───── INPUT FOR THIS TASK ─────
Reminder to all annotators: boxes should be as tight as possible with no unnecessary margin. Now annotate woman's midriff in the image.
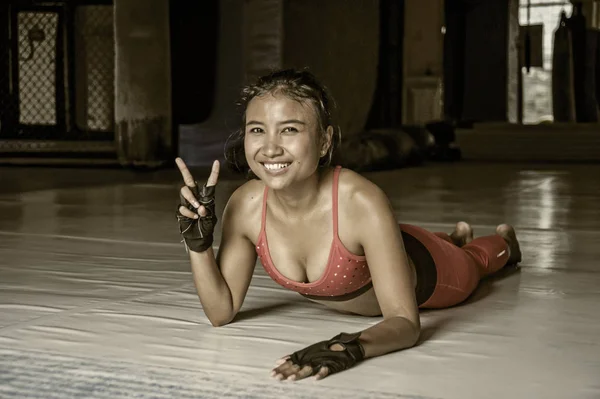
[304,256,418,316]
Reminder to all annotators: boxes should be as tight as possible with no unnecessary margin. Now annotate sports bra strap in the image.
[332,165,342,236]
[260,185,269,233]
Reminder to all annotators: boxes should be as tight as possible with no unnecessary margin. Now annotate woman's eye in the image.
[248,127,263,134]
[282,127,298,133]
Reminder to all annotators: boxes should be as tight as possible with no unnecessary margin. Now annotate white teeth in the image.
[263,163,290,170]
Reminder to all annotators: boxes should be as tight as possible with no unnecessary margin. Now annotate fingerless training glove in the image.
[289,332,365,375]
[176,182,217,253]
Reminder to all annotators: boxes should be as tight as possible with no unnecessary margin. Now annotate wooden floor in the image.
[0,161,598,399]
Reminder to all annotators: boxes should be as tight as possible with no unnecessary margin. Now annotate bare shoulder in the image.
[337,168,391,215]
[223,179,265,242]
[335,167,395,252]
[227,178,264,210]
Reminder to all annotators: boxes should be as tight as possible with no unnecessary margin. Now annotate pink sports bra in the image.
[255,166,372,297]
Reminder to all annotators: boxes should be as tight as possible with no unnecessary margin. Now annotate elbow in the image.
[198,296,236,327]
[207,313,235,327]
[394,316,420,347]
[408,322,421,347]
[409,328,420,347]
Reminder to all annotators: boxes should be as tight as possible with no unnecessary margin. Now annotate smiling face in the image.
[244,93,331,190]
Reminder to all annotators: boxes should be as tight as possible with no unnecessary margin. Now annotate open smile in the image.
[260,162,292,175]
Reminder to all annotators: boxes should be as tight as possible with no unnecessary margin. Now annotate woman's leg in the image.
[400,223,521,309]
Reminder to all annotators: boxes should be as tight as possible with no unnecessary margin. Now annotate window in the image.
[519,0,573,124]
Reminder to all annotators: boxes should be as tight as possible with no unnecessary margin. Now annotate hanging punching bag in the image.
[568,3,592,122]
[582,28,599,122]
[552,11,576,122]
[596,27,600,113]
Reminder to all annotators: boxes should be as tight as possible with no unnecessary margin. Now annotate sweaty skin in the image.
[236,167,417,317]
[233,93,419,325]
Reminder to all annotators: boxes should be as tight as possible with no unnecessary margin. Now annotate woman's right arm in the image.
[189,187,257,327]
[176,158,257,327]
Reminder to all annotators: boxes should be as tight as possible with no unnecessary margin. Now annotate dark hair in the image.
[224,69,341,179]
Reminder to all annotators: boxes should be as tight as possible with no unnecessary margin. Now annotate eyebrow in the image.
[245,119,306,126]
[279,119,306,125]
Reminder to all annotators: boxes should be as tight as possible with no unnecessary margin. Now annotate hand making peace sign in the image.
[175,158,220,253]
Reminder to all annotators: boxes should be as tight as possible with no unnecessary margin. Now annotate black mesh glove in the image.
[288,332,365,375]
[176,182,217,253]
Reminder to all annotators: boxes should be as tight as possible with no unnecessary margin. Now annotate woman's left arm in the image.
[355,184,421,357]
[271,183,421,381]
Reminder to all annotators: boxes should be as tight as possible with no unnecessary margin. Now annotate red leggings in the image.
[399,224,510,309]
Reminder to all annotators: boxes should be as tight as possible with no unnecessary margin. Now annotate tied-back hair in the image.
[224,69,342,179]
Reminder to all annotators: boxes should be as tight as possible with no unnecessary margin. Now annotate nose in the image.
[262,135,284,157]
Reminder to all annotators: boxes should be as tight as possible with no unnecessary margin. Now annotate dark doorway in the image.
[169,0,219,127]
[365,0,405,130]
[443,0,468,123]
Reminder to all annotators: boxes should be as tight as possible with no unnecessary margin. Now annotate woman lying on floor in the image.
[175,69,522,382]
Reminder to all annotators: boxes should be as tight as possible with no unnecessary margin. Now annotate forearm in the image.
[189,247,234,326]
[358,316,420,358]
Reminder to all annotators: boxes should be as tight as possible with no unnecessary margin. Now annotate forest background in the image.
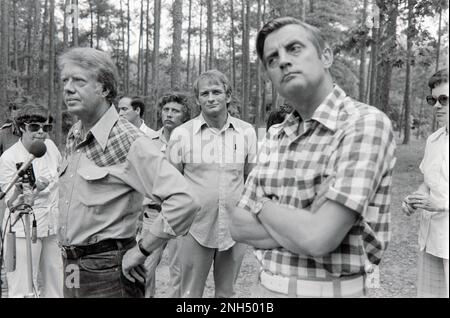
─────
TASK BRIEF = Repeat all the records above exactly, leaving out any pictures.

OUTPUT =
Reminder to all annotators: boxes should be as tight as possible with no unnecessary margin. Now annotate woman's midriff in the image.
[304,256,418,316]
Reminder to all annotators: boxes should be as tight as possible with no unnecessary margin. Now annotate sports bra strap in the image.
[332,165,342,236]
[260,185,269,233]
Reminder to all annotators: boxes should be as tight as possible with no unnecessary margin. Now annotate woman's eye in the image.
[248,127,263,134]
[282,127,298,133]
Reminder to all annotators: boxes should be as tight as possible with no unnecessary margin. Now annotate white teeth in the image.
[263,163,290,170]
Reminder to all annotators: boxes should be as tight as possible with no unnecessary margin. Now annotate fingerless training glove in the image.
[289,332,365,375]
[176,182,217,253]
Reminder to all annotators: boxes should be as tight as possible with no unnecessary margin. Now annotate wooden floor in the image.
[0,161,598,399]
Reminder to all annotators: boxes should be as tight as possible with no unnecessary margin. Now annotate bare shoulder in the image.
[337,168,391,215]
[223,179,265,242]
[335,167,395,252]
[227,178,264,210]
Reminder to all annotators: boxes should be as tight as possible with no unnecessary margin. Now annotate pink sports bra in the image.
[255,166,372,297]
Reminder to all annotators: boxes should be as tight as possible with no unnecessary margin. Now annotate elbow in the image.
[198,296,236,327]
[207,313,235,327]
[394,316,420,347]
[408,322,421,347]
[409,328,420,347]
Reminder to all annotators: boxes should be as tight as possible with no unnecessary margin. Now annotate smiling face in the image.
[244,93,331,190]
Reminder to all annotators: boxes should be as tight as possible with no unnecessary margin. Now annotate open smile in the image.
[260,162,292,175]
Reminder to all annotators: boxes should be as tight as possible with no unnecessary margin. Now annotate woman's leg in the image.
[400,223,521,309]
Reminder to all annotators: boxes should be as tight as possible with no unnecessary margin. Now annotate window in the image.
[519,0,573,124]
Reminder to all annotators: boxes should be as tight as possible with no unnecessary margin. Now annotate hanging punching bag in the image.
[568,3,592,122]
[582,28,599,122]
[552,11,576,122]
[596,27,600,113]
Reminder to all annotators: boxes should be as tight as possible with no unnecessary margin. Now annotate sweaty skin in the image.
[236,167,417,317]
[233,93,419,325]
Reminder to all annotators: boxes should be as tight as possible with no unnecessary margin. Now annotate woman's right arm in the image.
[189,187,257,327]
[176,158,257,327]
Reminder to all annotators: boxes should be as tight as possible with no unnecessary margin. Now annotate dark hair in the image.
[224,69,341,179]
Reminder to all annotators: boxes should be as tight as possible with no unnecessary margin. Now annotate eyebrow in the image.
[245,119,306,126]
[279,119,306,125]
Reminder to all annotators: boxes should be as tight as possible with no unnecessary margin. Now annotate hand making peace sign in the image.
[175,158,220,253]
Reminder to all annotators: boxes should be as tight as possible with no unnecessary margin. Now annotate black mesh glove in the image.
[288,332,365,375]
[176,182,217,253]
Reminder to all annotators: boxes should be as tight as possible with no unnecessary margin. Now annotate woman's left arm in the image.
[355,184,421,357]
[271,183,421,381]
Reminder to all annotators: boxes should be as tight as possible with no unnecessary margin. Now annotate red leggings in the image.
[399,224,510,309]
Reminder to all annotators: boxes should be as tight as possible with no unnecessary margin. Now annotate tied-back hair in the image.
[224,69,342,179]
Reminder to all annotators: boxes should be as tight as possible with no unnecessary margin. Now annotate nose in the image.
[262,135,284,157]
Reminder to all annotators: boxes should be as tight as possible with no unnecessary margin. Now annotate dark doorway in the image.
[169,0,219,127]
[365,0,405,130]
[443,0,468,123]
Reminder to all annotators: boxes should be as tight as possible with no unnecessary margin. Now annotate woman lying on floor in the image.
[175,69,522,382]
Reminder to all annotators: boxes should be as tight as possible with no unnecessary margin. Now annotate forearm in the image.
[189,247,234,326]
[358,316,420,358]
Reminder to all annotators: boxes should be as tight as possible with no unnecessary margin. Now annotate forest background in the image.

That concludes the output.